■ **EXTRACT**
****

Moai Security Threat

STRIDE Threat Model

S - Spoofing: Pretending to be someone else
    Example: Attacker uses stolen credentials
    Mitigation: Multi-factor authentication, digital signatures

T - Tampering: Modifying data in transit or at rest
    Example: Man-in-the-middle modifies API response
    Mitigation: Encryption, integrity checks, TLS

R - Repudiation: Denying responsibility for actions
    Example: User claims they didn't perform action
    Mitigation: Audit logging, non-repudiation tokens

I - Information Disclosure: Leaking sensitive data
    Example: Attacker reads unencrypted database
    Mitigation: Encryption, access control, data masking

D - Denial of Service (DoS): Preventing access to service
    Example: Botnet floods API with requests
    Mitigation: Rate limiting, DDoS protection, auto-scaling

E - Elevation of Privilege: Gaining higher access than permitted
    Example: Regular user becomes admin
    Mitigation: Least privilege, RBAC, privilege escalation prevention

DFD Example

User
  ↓ [Request] → API Gateway
              ↓ [Route]
              Web Server
              ↓ [Query]
              Database
              ↓ [Return]
              Web Server
              ↓ [Response]
User ← [HTTP Response]

Threats:
- Spoofing: User with stolen credentials → need MFA
- Tampering: Request/response interception → need TLS
- I-Disclosure: Database exposed → need encryption + access control
- DoS: Gateway overloaded → need rate limiting
- Elevation: Web server compromise → need container security

Level 2: Core Patterns

Pattern 1: STRIDE Threat Modeling Worksheet

class STRIDEThreatModel {
  constructor(systemName) {
    this.systemName = systemName;
    this.threats = [];
    this.mitigations = [];
  }
  
  identifyThreats(asset, category) {
    const threatPatterns = {
      'Spoofing': {
        examples: ['fake credentials', 'DNS spoofing', 'IP spoofing'],
        controls: ['MFA', 'Digital signatures', 'DNS validation'],
      },
      'Tampering': {
        examples: ['data modification', 'MITM', 'code injection'],
        controls: ['TLS', 'Checksums', 'Code signing'],
      },
      'Repudiation': {
        examples: ['deny actions', 'unauthorized transactions'],
        controls: ['Audit logging', 'Digital signatures', 'Timestamps'],
      },
      'InformationDisclosure': {
        examples: ['data leaks', 'SQL injection', 'exposed APIs'],
        controls: ['Encryption', 'Access control', 'Input validation'],
      },
      'DoS': {
        examples: ['botnet attacks', 'resource exhaustion'],
        controls: ['Rate limiting', 'DDoS protection', 'Auto-scaling'],
      },
      'ElevationOfPrivilege': {
        examples: ['privilege escalation', 'insecure defaults'],
        controls: ['RBAC', 'Least privilege', 'Secure defaults'],
      },
    };
    
    const patterns = threatPatterns[category];
    
    return {
      asset,
      category,
      examples: patterns.examples,
      suggestedControls: patterns.controls,
    };
  }
  
  createAttackTree(rootThreat) {
    // Build attack tree showing attack paths
    return {
      root: rootThreat,
      branches: [
        {
          attack: 'Compromise web server',
          subattacks: [
            'Find unpatched vulnerability',
            'Exploit via public PoC',
            'Gain RCE (Remote Code Execution)',
          ],
          likelihood: 'MEDIUM',
          impact: 'HIGH',
        },
      ],
    };
  }
  
  riskScore(threat) {
    // Risk = Likelihood × Impact × Exposure
    const likelihood = { LOW: 1, MEDIUM: 2, HIGH: 3 };
    const impact = { LOW: 1, MEDIUM: 2, HIGH: 3 };
    const exposure = threat.isNetworkAccessible ? 3 : 1;
    
    return likelihood[threat.likelihood] * impact[threat.impact] * exposure;
  }
}

// Usage
const threatModel = new STRIDEThreatModel('Payment API');

const threats = [
  threatModel.identifyThreats('Customer Payment', 'Spoofing'),
  threatModel.identifyThreats('Payment Database', 'InformationDisclosure'),
  threatModel.identifyThreats('API Endpoint', 'DoS'),
];

threats.forEach(threat => {
  console.log(`Threat: ${threat.category} on ${threat.asset}`);
  console.log(`Controls: ${threat.suggestedControls.join(', ')}`);
});

Pattern 2: Snort 3.x IDS Rules

# Snort rule syntax for network-based intrusion detection
# Format: action protocol source_ip source_port -> dest_ip dest_port (options)

****

■ **EXERCISES TO COMPLETE**
**1.** List the six threat categories that the threat-modeling page defines under its STRIDE heading.
**2.** Render the example "Attacker uses stolen credentials" from the threat-modeling page in Spanish.
**3.** Extend the threat-modeling page, picking up after its last line on Snort rule format.
The rows below come from a separate source.

■ **DATA PROVIDED**

****

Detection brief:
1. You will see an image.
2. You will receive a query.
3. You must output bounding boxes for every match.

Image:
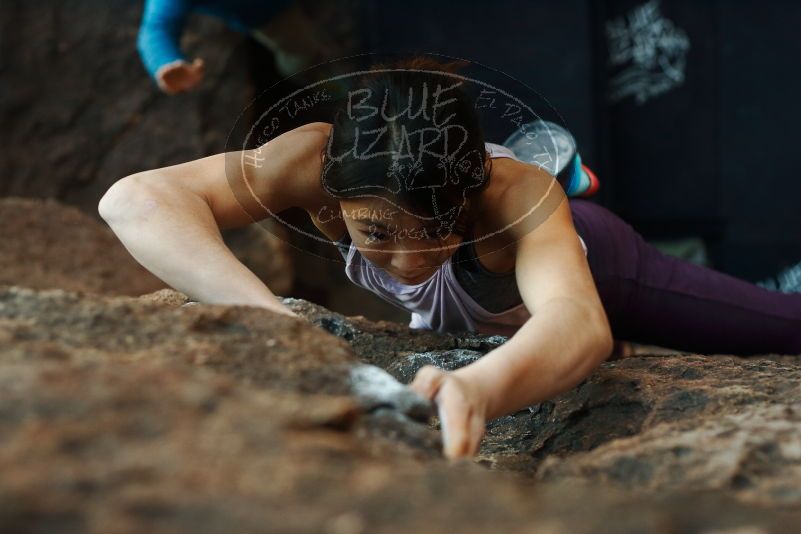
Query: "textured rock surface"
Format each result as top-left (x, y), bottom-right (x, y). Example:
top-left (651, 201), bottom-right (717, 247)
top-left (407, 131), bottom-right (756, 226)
top-left (0, 0), bottom-right (250, 214)
top-left (0, 287), bottom-right (801, 533)
top-left (0, 198), bottom-right (165, 295)
top-left (0, 197), bottom-right (293, 296)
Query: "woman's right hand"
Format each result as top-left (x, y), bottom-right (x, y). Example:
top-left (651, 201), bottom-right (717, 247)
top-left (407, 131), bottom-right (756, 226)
top-left (156, 58), bottom-right (204, 95)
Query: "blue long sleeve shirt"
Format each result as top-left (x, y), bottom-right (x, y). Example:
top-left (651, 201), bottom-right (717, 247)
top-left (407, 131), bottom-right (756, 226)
top-left (136, 0), bottom-right (291, 78)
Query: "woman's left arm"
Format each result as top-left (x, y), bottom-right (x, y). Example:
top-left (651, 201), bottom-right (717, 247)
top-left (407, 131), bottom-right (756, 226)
top-left (411, 175), bottom-right (613, 458)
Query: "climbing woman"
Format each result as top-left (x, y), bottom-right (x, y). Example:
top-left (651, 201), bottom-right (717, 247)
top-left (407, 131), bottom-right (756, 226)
top-left (99, 58), bottom-right (801, 458)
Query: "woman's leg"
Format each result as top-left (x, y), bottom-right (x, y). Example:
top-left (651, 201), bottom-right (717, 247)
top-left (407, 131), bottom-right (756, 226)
top-left (569, 199), bottom-right (801, 355)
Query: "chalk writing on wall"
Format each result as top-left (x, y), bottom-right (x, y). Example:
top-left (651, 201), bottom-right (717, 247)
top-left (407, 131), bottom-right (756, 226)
top-left (606, 0), bottom-right (690, 105)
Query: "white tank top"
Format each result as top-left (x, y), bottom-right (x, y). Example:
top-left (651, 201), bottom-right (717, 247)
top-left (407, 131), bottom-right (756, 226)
top-left (345, 143), bottom-right (587, 336)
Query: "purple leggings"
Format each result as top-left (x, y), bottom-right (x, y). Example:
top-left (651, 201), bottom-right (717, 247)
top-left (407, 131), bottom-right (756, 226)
top-left (569, 198), bottom-right (801, 356)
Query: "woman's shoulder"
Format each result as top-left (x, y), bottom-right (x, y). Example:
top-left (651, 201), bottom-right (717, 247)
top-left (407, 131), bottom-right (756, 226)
top-left (474, 158), bottom-right (564, 243)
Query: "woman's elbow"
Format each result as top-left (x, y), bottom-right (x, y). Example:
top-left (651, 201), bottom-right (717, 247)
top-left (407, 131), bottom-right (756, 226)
top-left (97, 173), bottom-right (152, 223)
top-left (592, 309), bottom-right (615, 364)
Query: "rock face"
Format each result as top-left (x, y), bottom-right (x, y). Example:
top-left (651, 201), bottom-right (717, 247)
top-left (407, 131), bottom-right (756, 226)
top-left (0, 198), bottom-right (165, 295)
top-left (0, 197), bottom-right (293, 296)
top-left (0, 0), bottom-right (251, 214)
top-left (0, 286), bottom-right (801, 532)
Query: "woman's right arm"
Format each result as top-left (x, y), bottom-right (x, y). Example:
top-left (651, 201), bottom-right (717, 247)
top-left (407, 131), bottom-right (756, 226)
top-left (98, 124), bottom-right (324, 315)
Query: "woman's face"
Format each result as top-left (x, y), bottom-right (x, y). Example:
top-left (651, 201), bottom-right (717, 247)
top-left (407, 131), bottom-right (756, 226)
top-left (340, 198), bottom-right (462, 285)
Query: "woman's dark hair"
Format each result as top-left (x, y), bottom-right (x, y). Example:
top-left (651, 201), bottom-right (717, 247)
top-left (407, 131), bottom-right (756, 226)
top-left (321, 56), bottom-right (491, 237)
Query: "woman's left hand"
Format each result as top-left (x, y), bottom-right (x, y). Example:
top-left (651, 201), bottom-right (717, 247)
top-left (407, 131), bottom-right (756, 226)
top-left (409, 365), bottom-right (487, 459)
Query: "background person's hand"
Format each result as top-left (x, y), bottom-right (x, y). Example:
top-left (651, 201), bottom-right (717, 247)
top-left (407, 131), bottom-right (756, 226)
top-left (156, 58), bottom-right (204, 95)
top-left (409, 365), bottom-right (487, 459)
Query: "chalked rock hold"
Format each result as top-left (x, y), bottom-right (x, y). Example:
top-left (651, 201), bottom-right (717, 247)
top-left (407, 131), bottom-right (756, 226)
top-left (503, 120), bottom-right (600, 197)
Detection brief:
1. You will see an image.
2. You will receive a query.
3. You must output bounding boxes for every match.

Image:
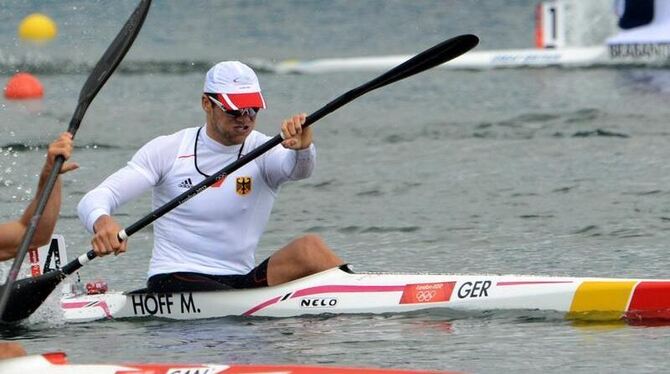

****

■ **PER-TASK OUTPUTS**
**1.** Spoofing, Tampering, Repudiation, Information Disclosure, Denial of Service (DoS), Elevation of Privilege

**2.** El atacante usa credenciales robadas.

**3.**
# Rule 1: Detect SQL injection in HTTP requests
alert http any any -> any any (
  msg:"Possible SQL Injection Attempt";
  flow:to_server,established;
  content:"GET"; http_method;
  pcre:"/\bunion\b.*\bselect\b/i";
  sid:1000001;
  rev:1;
  priority:1;
)

# Rule 2: Detect XXE (XML External Entity) attacks
alert http any any -> any any (
  msg:"XXE Attack Detected";
  content:"POST"; http_method;
  content:"Content-Type|3a|"; http_header;
  content:"xml"; http_header;
  pcre:"<!ENTITY.*SYSTEM|<!DOCTYPE.*SYSTEM/i";
  sid:1000002;
  rev:1;
  priority:1;
)

# Rule 3: Detect SSRF to AWS metadata service
alert http any any -> any any (
  msg:"SSRF to AWS Metadata Service";
  content:"GET"; http_method;
  http_uri; content:"169.254.169.254";
  sid:1000003;
  rev:1;
  priority:1;
)

# Rule 4: Detect command injection in user input
alert http any any -> any any (
  msg:"Command Injection Detected";
  content:"POST"; http_method;
  pcre:"/(;|\||&|\$\(|`).*(cat|ls|whoami|id|bash)/i";
  sid:1000004;
  rev:1;
  priority:1;
)

Pattern 3: Suricata 7.x Rules (Multi-threaded)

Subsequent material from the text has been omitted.